Phil said his son struggled with addiction, which led to some jail time for minor crimes. When he died, Josh was serving a short sentence for a parole violation. Besides being devastated about his son’s death, Phil is upset about the circumstances.

Josh Zimmerman’s cause of death was homicide, according to his death certificate. And Phil said he didn’t find that out until well after his death, when he requested documents from the state medical examiner’s office. Even after that, Phil said the Alaska Department of Corrections shared almost no information with him.

“Once that report came out and I started asking questions, I was up against a stone wall then,” he said. “I pretty much got a standard response.”

That standard response was that Josh’s death was part of an active open investigation, so the department could not share information—like the autopsy report, toxicology, lab tests, imaging or photos.

Phil filed a lawsuit Dec. 15 against the department for neglecting its duties to protect Josh and for its lack of transparency with family and the general public about Josh’s death. The Department of Corrections declined an interview request for this story.

Phil said his main goal is to push the state to improve safety and protection in prisons.

## [Natural language region descriptions]
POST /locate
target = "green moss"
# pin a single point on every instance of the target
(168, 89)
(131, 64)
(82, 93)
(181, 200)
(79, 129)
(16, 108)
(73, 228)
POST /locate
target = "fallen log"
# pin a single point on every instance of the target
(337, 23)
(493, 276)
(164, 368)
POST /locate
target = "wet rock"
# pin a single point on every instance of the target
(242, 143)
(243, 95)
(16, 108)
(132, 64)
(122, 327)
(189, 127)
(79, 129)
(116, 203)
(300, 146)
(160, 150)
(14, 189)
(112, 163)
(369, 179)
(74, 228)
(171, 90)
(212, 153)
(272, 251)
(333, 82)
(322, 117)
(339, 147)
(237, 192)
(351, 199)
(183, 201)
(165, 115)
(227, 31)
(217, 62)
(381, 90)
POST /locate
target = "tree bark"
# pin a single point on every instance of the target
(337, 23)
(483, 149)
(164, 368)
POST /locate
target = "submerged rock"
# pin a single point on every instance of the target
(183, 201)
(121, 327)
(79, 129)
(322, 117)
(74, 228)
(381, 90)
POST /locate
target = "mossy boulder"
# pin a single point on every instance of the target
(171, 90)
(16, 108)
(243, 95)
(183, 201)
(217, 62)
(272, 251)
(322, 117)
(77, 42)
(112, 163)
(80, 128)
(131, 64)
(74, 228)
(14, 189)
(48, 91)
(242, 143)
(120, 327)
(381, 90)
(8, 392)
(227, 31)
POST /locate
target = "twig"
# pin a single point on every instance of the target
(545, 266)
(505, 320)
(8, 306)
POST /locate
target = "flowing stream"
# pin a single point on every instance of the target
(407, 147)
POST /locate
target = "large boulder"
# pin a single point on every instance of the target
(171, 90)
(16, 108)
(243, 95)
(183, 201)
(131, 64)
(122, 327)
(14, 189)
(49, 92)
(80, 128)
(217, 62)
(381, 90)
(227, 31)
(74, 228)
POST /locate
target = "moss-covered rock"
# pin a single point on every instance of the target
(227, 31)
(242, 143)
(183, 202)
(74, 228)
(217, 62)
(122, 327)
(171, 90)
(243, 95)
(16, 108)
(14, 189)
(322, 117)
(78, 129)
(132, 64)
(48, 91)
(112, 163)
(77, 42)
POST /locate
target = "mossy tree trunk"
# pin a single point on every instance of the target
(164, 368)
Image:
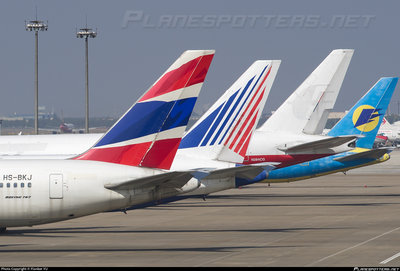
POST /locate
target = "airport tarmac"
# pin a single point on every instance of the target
(336, 220)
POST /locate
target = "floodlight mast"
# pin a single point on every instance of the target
(86, 33)
(36, 26)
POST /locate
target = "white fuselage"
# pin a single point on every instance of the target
(44, 191)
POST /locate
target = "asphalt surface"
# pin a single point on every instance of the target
(335, 220)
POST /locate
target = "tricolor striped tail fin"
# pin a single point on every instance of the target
(149, 133)
(224, 131)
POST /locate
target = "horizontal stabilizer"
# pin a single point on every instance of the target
(370, 154)
(247, 172)
(325, 143)
(174, 180)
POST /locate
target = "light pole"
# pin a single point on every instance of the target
(36, 26)
(86, 33)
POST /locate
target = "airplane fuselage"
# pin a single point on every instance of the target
(44, 191)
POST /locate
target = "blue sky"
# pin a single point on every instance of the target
(138, 40)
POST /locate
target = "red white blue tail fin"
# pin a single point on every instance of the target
(149, 133)
(224, 131)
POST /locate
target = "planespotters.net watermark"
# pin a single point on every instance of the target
(193, 21)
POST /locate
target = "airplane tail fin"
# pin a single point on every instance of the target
(224, 131)
(385, 124)
(149, 133)
(307, 108)
(365, 117)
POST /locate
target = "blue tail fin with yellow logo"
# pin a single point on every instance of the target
(365, 117)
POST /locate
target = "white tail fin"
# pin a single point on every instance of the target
(307, 109)
(224, 131)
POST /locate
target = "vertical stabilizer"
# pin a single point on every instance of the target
(307, 108)
(149, 133)
(224, 131)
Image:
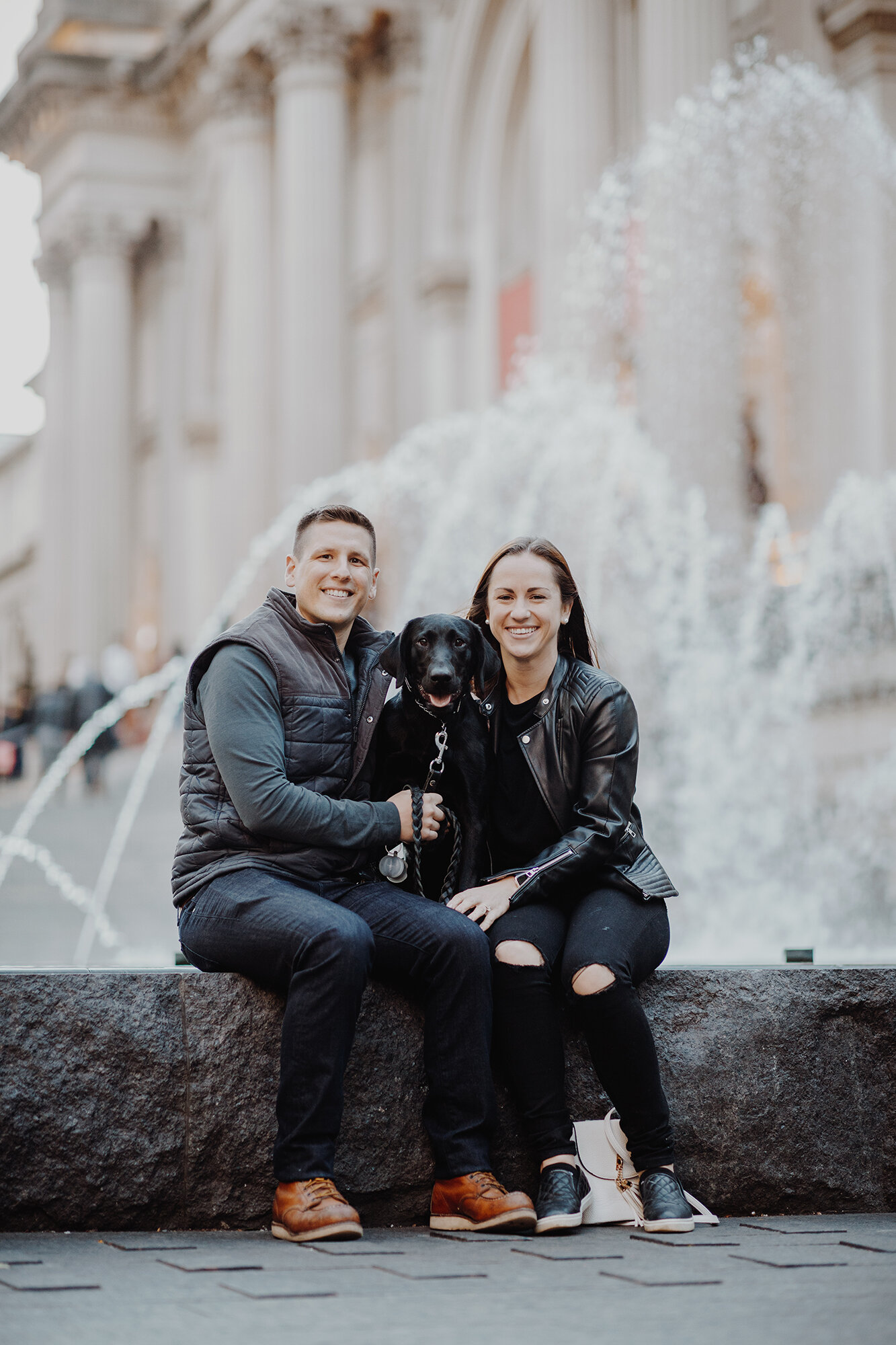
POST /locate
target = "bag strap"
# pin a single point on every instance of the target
(628, 1190)
(701, 1214)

## [What to work on]
Copy out the account of Josh Zimmerman's death word for word, in full.

## [Task output]
Phil said his son struggled with addiction, which led to some jail time for minor crimes. When he died, Josh was serving a short sentence for a parole violation. Besides being devastated about his son’s death, Phil is upset about the circumstances.

Josh Zimmerman’s cause of death was homicide, according to his death certificate. And Phil said he didn’t find that out until well after his death, when he requested documents from the state medical examiner’s office. Even after that, Phil said the Alaska Department of Corrections shared almost no information with him.

“Once that report came out and I started asking questions, I was up against a stone wall then,” he said. “I pretty much got a standard response.”

That standard response was that Josh’s death was part of an active open investigation, so the department could not share information—like the autopsy report, toxicology, lab tests, imaging or photos.

Phil filed a lawsuit Dec. 15 against the department for neglecting its duties to protect Josh and for its lack of transparency with family and the general public about Josh’s death. The Department of Corrections declined an interview request for this story.

Phil said his main goal is to push the state to improve safety and protection in prisons.